Problem details:
In the entries below, find the line with "The component shall locate one point per instance of the yellow" and the line with "right hand, writing one line per instance.". Print those two and everything between them exactly, and nothing else.

Material for the task:
⁂

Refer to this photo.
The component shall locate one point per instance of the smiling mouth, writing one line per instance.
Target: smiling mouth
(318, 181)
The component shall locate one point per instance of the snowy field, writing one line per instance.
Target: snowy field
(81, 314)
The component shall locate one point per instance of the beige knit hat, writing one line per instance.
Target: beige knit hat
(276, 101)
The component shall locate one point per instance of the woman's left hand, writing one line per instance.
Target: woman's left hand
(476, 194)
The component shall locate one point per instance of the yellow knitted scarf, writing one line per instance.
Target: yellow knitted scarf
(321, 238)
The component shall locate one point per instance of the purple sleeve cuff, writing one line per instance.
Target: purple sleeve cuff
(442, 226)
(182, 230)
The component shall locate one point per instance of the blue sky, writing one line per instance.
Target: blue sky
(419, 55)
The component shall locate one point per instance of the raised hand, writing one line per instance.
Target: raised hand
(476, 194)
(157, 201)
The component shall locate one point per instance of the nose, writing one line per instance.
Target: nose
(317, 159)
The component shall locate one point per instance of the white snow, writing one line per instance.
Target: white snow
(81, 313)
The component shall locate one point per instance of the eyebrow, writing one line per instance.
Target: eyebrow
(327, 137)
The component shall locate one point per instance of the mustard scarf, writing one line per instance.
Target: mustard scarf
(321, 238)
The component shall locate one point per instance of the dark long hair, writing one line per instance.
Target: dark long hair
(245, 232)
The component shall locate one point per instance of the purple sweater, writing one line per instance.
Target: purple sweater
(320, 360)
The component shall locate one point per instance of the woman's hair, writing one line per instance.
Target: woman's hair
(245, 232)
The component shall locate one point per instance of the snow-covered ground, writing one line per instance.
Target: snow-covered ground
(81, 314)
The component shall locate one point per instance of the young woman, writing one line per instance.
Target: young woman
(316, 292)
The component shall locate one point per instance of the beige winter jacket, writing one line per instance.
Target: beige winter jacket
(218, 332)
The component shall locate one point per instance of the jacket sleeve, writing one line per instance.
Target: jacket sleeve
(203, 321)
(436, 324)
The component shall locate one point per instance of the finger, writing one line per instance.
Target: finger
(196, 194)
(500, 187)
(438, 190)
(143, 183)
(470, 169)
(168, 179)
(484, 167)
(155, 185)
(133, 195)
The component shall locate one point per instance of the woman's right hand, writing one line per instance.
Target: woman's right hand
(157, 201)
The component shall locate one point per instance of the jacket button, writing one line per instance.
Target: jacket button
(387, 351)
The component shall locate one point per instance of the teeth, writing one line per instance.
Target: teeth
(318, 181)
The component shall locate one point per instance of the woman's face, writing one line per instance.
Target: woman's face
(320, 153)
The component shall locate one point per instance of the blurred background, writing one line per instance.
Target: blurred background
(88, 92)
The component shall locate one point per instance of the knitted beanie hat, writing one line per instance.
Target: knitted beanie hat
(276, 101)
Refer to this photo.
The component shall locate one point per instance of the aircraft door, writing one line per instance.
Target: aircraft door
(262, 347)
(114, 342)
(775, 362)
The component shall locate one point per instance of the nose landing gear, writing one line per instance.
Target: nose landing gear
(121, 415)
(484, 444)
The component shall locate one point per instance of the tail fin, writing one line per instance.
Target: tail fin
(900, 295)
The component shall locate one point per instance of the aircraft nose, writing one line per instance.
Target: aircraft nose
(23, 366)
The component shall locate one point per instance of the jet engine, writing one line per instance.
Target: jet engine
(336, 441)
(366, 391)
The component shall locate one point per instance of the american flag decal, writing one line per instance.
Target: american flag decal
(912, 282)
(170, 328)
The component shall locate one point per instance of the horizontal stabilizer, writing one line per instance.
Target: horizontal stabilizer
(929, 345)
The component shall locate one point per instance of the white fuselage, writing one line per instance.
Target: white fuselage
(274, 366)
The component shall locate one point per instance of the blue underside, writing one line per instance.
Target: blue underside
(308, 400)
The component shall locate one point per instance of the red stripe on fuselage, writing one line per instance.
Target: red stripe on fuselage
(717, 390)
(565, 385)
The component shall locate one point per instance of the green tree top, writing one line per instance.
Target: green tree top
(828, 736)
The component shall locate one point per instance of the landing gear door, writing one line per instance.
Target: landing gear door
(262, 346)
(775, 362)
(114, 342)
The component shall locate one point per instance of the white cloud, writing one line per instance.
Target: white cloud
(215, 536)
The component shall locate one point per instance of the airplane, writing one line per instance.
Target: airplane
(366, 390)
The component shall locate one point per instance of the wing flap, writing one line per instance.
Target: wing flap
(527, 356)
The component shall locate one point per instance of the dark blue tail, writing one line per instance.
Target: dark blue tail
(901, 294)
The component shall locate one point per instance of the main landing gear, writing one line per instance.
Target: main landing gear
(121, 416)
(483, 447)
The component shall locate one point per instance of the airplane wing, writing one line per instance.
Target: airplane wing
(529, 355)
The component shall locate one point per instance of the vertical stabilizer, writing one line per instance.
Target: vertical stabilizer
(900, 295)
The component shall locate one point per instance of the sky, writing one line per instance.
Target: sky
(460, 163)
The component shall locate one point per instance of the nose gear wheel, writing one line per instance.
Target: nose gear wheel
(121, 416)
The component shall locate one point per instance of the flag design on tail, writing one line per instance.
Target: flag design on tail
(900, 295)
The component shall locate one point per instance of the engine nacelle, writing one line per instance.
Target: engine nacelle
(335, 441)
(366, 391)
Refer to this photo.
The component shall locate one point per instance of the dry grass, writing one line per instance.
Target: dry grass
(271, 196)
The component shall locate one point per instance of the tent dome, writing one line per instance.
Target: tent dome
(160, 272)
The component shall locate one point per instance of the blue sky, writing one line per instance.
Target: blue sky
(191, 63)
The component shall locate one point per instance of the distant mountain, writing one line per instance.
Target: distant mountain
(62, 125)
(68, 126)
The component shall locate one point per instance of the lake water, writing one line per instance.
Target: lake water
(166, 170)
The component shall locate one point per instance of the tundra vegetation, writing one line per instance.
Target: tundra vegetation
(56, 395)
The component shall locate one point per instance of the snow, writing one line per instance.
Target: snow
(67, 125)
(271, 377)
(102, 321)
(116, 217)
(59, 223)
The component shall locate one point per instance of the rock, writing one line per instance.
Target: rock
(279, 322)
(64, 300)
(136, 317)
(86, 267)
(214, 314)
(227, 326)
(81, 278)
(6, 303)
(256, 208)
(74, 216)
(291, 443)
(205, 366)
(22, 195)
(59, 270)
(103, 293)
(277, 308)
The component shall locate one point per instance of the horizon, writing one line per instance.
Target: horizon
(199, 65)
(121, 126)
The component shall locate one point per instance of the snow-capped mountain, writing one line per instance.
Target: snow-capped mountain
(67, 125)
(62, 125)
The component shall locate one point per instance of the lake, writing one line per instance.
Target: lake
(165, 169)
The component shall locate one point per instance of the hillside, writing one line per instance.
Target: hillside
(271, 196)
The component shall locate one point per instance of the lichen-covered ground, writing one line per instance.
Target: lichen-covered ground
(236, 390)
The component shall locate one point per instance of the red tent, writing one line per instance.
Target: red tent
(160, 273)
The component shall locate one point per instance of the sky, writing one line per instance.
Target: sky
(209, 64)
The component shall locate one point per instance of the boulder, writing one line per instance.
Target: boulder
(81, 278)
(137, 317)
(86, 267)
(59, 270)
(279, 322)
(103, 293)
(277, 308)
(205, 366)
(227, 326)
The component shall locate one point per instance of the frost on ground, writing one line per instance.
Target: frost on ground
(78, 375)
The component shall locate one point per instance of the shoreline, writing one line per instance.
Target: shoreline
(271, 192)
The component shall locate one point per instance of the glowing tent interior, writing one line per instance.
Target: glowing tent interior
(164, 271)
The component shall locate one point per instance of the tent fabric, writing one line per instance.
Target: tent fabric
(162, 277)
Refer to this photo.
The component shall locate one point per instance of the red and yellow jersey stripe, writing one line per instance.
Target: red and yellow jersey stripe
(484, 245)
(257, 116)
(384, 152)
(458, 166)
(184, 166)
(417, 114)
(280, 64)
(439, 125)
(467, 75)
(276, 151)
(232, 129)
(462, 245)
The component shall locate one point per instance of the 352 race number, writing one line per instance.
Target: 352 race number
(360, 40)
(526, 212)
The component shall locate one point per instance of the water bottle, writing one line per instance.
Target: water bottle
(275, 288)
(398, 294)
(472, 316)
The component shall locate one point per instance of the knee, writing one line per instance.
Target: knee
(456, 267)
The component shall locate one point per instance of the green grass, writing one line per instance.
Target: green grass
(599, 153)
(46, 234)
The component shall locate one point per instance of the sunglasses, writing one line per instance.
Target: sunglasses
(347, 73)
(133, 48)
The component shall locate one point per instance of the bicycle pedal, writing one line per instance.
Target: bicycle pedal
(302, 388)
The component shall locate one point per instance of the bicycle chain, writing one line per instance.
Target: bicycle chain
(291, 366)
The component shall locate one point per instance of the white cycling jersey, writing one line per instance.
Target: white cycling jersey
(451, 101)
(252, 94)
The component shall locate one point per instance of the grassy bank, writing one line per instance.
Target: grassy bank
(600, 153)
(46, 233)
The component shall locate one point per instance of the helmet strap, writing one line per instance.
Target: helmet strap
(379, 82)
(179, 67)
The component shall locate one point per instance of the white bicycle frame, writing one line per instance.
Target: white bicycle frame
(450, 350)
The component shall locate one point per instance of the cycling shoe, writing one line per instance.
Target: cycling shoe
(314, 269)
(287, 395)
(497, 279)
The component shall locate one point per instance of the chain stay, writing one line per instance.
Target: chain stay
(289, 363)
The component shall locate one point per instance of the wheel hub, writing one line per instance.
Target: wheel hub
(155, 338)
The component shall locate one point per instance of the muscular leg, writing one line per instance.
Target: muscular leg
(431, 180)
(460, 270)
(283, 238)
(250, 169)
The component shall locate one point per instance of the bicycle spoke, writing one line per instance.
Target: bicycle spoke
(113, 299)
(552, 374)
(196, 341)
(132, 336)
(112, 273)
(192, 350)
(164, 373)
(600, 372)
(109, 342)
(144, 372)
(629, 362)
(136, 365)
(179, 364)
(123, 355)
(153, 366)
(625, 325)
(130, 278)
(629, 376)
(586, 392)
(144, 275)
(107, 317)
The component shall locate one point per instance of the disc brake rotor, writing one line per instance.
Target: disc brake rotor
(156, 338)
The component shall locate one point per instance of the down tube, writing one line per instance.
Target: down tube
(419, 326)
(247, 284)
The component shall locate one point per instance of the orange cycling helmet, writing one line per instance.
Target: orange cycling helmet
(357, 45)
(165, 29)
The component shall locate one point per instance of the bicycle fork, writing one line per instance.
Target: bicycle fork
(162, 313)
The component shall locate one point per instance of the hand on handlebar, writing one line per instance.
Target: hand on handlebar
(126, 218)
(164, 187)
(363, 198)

⁂

Answer below:
The component shall locate one point per instance of the yellow knitted scarf, writing one line per instance.
Target: yellow knitted scarf
(321, 238)
The component shall locate one point per instance of the purple sleeve cuff, writing one line per instance.
Target: purple sleeve cuff
(442, 226)
(182, 230)
The component shall locate one point per instance of the blue sky, writing one line per instance.
Target: blue sky
(419, 55)
The component shall locate one point per instance of the raised hand, writing one line per instance.
Target: raised hand
(476, 194)
(157, 201)
The component shall locate one point per instance of the nose, writing one line per instance.
Target: nose
(317, 159)
The component shall locate one point per instance of the white snow, writing one line per instance.
Target: white snow
(81, 313)
The component shall locate one point per instance of the eyebrow, writing one line per instance.
Target: eyebrow
(327, 137)
The component shall locate one point per instance of the mustard scarf, writing one line per instance.
Target: mustard scarf
(321, 238)
The component shall locate one point per instance of the dark long hair, writing one line per instance.
Target: dark long hair
(245, 232)
The component shall locate one point per instance of the purple sweater, writing one line per instance.
Target: purple sweater
(320, 360)
The component shall locate one point per instance of the woman's hair, writing one line per instance.
Target: woman's hair
(245, 232)
The component shall locate one point per instance of the snow-covered ground, writing one line per instance.
Target: snow-covered ground
(81, 314)
The component shall locate one point per instance of the young woman, writing one line per instance.
Target: young woman
(316, 292)
The component shall locate one point per instance of the beige winter jacket, writing one line per instance.
Target: beige winter jacket
(218, 332)
The component shall locate one point per instance of the jacket sleeve, writing one line per instance.
Target: jacket sleeve
(203, 321)
(436, 324)
The component shall locate one point per instance of the finger, writing one line per instance.
Target: finger
(196, 194)
(500, 187)
(438, 190)
(143, 183)
(470, 169)
(168, 179)
(484, 167)
(155, 185)
(133, 195)
The component shall locate one point per instance of the woman's right hand, writing one line per instance.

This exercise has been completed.